---------- TEXTAUSZUG ----------

In unserem Wirbelsäulenzentrum werden jährlich ca. 2.000 Wirbelsäulenoperationen durchgeführt, darüber hinaus aber auch 10.000 Wirbelsäulenpatienten ambulant gesehen und behandelt.
Ein nicht unbeträchtlicher Anteil dieser Patienten haben Wirbelsäulendeformitäten, d. h. Skoliosen, Kyphosen oder auch eine Mischform derselben.
Oftmals handelt es sich hierbei nicht nur um verschleißbedingte Verformungen der Wirbelsäule, sondern um bereits seit der Jugend oder Kindheit vorhandene Skoliosen, die eben degenerativ dekompensieren. Die operative Behandlung dieser fortgeschritten deformierten Patienten, welche meistens der Schmerz zum Arzt führt, ist in der Regel aufwendig und auch nicht ohne Risiko.
Allein hieraus lässt sich ableiten wie wichtig es ist, Deformitäten schon früh im Jugend- oder ggf. Kindesalter zu behandeln.

----------

● FRAGEN ZUM TEXT
A. Wie viele Wirbelsäulenoperationen werden im Wirbelsäulenzentrum laut Text jedes Jahr gemacht?
B. Schreib den Text über das Wirbelsäulenzentrum nach seinem letzten Satz weiter.
Die Daten stehen für sich und gehören nicht zum Text über das Wirbelsäulenzentrum.

---------- AUFGEFÜHRTE DATEN ----------

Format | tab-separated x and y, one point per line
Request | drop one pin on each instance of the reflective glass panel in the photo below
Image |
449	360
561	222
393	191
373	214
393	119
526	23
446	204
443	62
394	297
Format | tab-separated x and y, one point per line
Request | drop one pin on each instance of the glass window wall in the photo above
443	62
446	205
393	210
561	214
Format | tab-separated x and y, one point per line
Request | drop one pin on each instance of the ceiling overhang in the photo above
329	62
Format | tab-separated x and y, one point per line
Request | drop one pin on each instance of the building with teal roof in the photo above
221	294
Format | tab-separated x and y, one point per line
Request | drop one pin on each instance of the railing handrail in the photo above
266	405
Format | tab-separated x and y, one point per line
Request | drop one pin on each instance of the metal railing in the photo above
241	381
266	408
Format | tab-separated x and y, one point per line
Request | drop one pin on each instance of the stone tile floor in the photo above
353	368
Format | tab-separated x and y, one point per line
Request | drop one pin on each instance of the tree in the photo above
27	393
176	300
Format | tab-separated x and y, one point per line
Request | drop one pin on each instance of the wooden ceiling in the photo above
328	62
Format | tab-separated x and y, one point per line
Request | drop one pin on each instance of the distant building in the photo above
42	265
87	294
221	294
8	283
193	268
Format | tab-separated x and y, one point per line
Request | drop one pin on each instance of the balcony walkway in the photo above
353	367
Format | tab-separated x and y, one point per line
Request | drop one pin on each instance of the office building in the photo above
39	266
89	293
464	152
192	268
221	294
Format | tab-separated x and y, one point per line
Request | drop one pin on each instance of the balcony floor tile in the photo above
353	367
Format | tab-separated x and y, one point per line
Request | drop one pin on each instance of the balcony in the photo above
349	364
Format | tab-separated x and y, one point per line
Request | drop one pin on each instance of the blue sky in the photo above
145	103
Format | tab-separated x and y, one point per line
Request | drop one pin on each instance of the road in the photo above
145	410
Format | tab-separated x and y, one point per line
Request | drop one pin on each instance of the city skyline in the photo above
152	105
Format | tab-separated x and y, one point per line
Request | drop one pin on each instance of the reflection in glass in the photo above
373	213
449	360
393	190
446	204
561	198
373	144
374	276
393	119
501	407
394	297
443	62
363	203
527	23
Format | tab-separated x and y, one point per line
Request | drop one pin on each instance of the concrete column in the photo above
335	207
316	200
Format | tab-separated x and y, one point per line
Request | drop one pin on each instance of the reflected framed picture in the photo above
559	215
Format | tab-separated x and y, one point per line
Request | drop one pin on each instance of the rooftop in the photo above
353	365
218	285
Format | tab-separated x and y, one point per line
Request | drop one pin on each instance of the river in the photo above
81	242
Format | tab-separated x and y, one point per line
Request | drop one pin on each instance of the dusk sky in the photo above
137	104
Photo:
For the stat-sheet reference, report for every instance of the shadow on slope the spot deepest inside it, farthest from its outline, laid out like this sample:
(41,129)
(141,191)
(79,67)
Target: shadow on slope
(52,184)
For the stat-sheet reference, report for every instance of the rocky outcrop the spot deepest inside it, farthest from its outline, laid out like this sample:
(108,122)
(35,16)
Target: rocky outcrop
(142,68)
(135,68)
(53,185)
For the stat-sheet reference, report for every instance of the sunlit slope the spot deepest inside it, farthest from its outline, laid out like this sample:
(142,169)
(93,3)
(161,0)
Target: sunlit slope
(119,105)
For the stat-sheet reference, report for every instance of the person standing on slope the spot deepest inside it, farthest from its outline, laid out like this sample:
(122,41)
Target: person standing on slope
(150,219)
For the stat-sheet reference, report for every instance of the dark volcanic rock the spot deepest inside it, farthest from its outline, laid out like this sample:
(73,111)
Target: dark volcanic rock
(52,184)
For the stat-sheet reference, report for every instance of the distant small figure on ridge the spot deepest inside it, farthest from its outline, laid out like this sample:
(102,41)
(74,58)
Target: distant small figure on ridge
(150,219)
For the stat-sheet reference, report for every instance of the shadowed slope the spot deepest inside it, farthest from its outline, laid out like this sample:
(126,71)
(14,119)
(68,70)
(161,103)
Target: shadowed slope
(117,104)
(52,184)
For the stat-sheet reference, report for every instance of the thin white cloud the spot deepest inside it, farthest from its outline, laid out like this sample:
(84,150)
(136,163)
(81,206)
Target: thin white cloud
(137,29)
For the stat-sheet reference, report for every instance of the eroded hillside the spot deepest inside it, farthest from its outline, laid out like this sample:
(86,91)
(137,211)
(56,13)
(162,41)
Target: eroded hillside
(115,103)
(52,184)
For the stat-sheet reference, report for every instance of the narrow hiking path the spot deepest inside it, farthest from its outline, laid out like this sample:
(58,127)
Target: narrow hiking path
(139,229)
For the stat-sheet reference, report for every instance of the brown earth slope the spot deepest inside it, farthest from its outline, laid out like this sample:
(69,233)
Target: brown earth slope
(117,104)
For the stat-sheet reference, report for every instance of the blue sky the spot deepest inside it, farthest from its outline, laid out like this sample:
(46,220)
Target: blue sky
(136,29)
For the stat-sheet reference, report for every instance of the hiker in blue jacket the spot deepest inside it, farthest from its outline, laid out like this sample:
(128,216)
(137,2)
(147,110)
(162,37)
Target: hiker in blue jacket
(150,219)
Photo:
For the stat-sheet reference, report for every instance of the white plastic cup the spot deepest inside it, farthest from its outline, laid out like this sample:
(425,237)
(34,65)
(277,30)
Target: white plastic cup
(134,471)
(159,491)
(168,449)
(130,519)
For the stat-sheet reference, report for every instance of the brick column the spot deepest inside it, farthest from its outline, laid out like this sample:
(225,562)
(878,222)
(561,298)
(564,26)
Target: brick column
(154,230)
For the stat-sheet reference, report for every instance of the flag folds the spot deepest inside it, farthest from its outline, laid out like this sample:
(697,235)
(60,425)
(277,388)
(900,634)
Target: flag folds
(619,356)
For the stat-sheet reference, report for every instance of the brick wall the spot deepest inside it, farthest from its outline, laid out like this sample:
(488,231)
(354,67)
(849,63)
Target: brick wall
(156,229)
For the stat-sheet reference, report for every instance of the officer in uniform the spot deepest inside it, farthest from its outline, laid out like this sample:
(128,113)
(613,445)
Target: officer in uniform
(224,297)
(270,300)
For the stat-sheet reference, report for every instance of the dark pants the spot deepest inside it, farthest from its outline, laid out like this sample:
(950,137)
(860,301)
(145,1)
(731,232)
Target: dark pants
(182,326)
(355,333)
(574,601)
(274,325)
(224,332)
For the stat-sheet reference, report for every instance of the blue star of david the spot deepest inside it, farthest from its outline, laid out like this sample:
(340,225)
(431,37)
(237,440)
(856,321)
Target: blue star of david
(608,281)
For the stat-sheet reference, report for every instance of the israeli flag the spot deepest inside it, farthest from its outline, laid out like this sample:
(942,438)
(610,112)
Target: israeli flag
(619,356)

----------

● DIE LÖSUNGEN
A. Ungefähr 2.000 im Jahr.

B.
Nicht immer ist das operative Vorgehen die Lösung, es sollte aber immer eine suffiziente Aufrichtung der verkrümmten Wirbelsäule angestrebt werden. Dies kann bei leichteren Krümmungen durchaus mit Korsett geschehen. Die Korsettversorgung ist deshalb auch fester Bestandteil unseres Behandlungskonzeptes. In der hiesigen orthopädischen Werkstatt besteht eine große, jahrzehntelange Erfahrung im Korsettbau. Aber auch die Physiotherapie hat ihren Stellenwert, zumal sie die Patienten lebenslang begleitet. Auch nach Operationen sind die Patienten angehalten etwas für ihre Rumpf- und Rückenmuskulatur zu tun.
Auch wenn es relativ klar definierte Kriterien gibt, wann und wie man operieren sollte, so ist gerade die operative Intervention im Kindesalter bei noch wachsendem Skelett schwierig. Die eigentliche Schwierigkeit ist nicht unbedingt das operative Vorgehen selbst, sondern den richtigen Zeitpunkt und die Art der operativen Intervention festzulegen. Die eigentliche Herausforderung bleibt somit die Indikationsstellung.
Moderne Implantatsysteme, wie magnetsteuerbare Teleskopstangen, funktionieren in der Regel nur eindimensional und zeigen wie andere Verfahren am wachsenden Skelett Tücken mit in der Regel unterschätztem Komplikationspotenzial.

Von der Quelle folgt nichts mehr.